▶ _Supplied information_:
################

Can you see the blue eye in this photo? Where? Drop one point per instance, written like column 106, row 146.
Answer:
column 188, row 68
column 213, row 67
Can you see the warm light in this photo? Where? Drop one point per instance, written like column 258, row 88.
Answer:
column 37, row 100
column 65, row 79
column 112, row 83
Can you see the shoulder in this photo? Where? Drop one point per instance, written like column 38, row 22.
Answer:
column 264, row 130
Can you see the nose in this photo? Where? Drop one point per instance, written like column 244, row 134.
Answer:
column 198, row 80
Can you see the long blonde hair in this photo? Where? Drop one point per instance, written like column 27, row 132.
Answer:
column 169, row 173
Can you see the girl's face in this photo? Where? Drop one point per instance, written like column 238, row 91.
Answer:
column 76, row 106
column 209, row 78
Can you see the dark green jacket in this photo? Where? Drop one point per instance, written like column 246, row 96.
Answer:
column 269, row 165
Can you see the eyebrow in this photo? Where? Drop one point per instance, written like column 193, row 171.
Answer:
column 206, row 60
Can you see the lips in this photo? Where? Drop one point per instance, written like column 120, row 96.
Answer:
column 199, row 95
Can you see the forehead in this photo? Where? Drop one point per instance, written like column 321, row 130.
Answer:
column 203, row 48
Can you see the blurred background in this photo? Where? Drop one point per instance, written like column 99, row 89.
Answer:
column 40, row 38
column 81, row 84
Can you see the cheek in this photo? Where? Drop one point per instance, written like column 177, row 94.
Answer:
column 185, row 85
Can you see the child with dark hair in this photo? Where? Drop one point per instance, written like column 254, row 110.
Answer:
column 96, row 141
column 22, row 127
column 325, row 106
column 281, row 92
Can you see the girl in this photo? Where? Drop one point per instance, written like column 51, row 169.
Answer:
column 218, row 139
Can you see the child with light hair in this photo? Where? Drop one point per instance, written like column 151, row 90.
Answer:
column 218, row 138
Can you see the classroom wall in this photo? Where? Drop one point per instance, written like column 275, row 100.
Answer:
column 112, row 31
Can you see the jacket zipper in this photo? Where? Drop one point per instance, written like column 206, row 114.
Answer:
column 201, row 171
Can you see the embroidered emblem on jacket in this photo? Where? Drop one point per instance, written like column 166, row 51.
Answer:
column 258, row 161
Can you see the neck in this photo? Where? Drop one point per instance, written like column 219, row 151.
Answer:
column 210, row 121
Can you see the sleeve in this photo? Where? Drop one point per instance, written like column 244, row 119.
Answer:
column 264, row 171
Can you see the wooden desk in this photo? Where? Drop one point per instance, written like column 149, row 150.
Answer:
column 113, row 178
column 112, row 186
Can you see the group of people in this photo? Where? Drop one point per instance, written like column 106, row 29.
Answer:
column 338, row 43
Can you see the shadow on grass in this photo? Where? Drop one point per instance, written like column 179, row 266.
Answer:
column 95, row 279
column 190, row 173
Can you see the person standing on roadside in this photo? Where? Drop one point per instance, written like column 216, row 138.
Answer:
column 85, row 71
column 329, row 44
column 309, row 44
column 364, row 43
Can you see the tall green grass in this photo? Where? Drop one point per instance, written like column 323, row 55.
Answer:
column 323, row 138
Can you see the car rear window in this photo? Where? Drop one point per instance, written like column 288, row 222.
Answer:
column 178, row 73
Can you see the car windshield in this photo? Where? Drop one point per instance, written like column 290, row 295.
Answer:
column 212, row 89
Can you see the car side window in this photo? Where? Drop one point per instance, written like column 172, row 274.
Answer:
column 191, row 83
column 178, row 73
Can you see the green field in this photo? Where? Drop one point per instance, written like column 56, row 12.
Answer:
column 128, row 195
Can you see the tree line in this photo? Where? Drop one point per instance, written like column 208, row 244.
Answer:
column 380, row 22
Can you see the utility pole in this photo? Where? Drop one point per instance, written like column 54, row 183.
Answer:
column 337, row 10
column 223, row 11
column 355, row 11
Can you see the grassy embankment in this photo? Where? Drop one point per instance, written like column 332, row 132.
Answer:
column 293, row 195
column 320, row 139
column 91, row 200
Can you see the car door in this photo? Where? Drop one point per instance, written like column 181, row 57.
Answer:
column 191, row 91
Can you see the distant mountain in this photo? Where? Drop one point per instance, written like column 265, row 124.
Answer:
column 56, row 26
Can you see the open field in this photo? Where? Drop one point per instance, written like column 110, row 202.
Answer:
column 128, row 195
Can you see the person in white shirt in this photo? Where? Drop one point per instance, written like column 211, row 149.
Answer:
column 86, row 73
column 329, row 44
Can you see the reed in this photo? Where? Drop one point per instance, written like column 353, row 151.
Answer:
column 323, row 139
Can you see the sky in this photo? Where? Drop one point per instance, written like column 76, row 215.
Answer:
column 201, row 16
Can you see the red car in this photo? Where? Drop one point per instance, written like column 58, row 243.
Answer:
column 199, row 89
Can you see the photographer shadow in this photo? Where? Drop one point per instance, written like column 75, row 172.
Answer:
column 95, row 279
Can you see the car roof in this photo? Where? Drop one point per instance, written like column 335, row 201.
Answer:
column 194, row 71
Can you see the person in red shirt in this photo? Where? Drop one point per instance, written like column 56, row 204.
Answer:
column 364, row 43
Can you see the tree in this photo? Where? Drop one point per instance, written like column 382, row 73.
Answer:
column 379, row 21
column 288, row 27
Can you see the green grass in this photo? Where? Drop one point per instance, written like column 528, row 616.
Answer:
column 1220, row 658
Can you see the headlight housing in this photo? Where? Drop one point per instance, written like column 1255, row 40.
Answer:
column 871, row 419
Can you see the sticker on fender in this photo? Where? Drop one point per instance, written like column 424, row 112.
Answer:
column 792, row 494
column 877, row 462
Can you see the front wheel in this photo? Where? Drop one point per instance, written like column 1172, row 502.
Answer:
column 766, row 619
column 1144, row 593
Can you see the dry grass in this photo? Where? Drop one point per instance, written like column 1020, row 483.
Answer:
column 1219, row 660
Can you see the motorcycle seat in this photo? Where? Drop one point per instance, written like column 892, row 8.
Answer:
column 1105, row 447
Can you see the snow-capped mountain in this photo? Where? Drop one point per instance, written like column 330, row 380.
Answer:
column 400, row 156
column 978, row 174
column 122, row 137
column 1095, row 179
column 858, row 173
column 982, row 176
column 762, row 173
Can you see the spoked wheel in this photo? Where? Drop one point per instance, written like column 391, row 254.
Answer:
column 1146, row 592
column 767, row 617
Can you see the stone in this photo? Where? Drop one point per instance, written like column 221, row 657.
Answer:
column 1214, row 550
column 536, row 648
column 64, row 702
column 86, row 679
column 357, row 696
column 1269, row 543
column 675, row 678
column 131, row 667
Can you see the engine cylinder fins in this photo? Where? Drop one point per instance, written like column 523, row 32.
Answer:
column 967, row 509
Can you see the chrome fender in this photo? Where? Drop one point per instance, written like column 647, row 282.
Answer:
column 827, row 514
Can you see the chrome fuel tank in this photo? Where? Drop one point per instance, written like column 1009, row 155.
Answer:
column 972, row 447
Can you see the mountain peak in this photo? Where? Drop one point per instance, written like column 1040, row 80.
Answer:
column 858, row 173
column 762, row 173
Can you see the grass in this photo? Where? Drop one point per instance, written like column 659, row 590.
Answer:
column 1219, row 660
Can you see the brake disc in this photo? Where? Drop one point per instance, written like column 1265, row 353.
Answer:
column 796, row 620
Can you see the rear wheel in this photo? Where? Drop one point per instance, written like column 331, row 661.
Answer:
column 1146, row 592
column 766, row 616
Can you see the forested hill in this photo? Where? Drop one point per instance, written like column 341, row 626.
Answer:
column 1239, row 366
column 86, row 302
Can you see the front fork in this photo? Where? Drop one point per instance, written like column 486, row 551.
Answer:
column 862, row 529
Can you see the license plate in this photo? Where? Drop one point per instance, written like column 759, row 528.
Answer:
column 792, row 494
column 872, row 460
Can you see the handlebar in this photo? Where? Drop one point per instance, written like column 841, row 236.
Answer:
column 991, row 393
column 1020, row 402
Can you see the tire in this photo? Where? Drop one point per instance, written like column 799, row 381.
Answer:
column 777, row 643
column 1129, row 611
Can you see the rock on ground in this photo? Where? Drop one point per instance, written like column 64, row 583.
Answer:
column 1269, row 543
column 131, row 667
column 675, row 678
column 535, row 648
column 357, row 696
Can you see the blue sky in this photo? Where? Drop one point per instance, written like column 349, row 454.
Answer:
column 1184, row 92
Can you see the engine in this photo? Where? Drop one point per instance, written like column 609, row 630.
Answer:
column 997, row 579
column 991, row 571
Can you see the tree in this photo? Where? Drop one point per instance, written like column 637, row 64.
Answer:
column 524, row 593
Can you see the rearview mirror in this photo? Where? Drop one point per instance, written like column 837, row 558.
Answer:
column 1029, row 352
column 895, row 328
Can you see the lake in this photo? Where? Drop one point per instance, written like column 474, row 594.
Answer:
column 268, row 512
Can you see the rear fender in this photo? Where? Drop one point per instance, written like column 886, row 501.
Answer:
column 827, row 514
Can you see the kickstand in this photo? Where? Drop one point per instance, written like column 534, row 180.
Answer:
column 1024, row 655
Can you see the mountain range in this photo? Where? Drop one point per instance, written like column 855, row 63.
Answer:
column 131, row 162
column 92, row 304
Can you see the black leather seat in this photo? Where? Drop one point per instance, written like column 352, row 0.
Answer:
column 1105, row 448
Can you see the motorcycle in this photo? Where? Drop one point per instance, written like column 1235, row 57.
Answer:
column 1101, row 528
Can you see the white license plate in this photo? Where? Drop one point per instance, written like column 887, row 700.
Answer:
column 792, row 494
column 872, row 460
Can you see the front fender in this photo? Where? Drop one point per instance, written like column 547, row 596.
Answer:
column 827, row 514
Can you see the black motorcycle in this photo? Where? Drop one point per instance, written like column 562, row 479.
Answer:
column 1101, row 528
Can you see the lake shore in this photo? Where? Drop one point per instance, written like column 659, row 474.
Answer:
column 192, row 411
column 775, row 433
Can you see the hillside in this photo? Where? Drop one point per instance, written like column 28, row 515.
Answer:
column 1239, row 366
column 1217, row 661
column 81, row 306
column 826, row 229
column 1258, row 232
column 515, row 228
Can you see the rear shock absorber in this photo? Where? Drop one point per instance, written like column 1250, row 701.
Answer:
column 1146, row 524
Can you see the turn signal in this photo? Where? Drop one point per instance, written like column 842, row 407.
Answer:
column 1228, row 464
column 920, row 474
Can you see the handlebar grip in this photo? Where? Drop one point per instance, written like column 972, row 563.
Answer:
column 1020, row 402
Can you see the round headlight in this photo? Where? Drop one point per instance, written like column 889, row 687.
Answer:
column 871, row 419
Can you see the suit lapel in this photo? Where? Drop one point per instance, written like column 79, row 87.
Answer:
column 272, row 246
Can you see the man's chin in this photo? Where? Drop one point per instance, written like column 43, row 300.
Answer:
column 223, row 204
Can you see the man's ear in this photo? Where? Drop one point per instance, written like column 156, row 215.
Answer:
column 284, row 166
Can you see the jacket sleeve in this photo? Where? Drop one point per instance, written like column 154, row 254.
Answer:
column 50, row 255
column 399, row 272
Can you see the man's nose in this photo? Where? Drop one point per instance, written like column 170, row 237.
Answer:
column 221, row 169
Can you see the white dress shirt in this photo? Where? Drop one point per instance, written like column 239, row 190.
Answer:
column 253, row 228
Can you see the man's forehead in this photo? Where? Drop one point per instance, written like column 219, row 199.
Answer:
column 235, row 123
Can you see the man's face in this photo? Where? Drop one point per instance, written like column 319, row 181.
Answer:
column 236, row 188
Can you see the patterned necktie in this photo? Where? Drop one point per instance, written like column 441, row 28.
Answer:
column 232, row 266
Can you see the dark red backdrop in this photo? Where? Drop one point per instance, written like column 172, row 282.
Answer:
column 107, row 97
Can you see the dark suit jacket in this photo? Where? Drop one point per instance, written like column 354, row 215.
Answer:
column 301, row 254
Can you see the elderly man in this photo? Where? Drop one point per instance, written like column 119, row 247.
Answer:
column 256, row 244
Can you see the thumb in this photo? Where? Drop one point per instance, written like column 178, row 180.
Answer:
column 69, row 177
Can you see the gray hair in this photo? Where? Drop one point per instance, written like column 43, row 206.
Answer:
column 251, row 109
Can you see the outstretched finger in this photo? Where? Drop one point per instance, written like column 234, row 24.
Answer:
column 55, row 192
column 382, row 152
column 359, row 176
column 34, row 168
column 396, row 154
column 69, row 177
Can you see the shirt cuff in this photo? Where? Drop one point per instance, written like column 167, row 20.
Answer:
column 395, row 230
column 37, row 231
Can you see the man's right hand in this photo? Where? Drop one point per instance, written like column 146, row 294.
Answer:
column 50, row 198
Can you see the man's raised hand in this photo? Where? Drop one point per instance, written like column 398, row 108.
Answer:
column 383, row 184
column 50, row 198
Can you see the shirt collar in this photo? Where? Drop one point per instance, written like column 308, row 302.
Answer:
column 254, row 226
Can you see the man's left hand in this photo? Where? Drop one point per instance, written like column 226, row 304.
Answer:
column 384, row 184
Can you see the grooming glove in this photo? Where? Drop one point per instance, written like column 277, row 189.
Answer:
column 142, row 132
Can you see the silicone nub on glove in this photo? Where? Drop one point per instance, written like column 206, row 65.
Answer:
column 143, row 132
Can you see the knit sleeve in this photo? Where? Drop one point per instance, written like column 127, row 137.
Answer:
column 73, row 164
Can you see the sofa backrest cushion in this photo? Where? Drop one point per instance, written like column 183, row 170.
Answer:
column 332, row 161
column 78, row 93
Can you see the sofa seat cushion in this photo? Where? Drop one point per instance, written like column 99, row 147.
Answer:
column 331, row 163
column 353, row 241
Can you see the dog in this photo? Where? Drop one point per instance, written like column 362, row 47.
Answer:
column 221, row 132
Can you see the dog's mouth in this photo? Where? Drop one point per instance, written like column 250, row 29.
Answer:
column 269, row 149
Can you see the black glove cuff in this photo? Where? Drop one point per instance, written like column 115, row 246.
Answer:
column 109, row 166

################

▶ _Description of the task_:
Wherever "field" occurs in the entries above, copy the line it sits on.

▶ _Exercise solution_:
Can you see the green field in this photo? Where? Drop one point per instance, written like column 56, row 12.
Can you see the open field in this photo? Where? Drop one point per instance, written like column 110, row 202.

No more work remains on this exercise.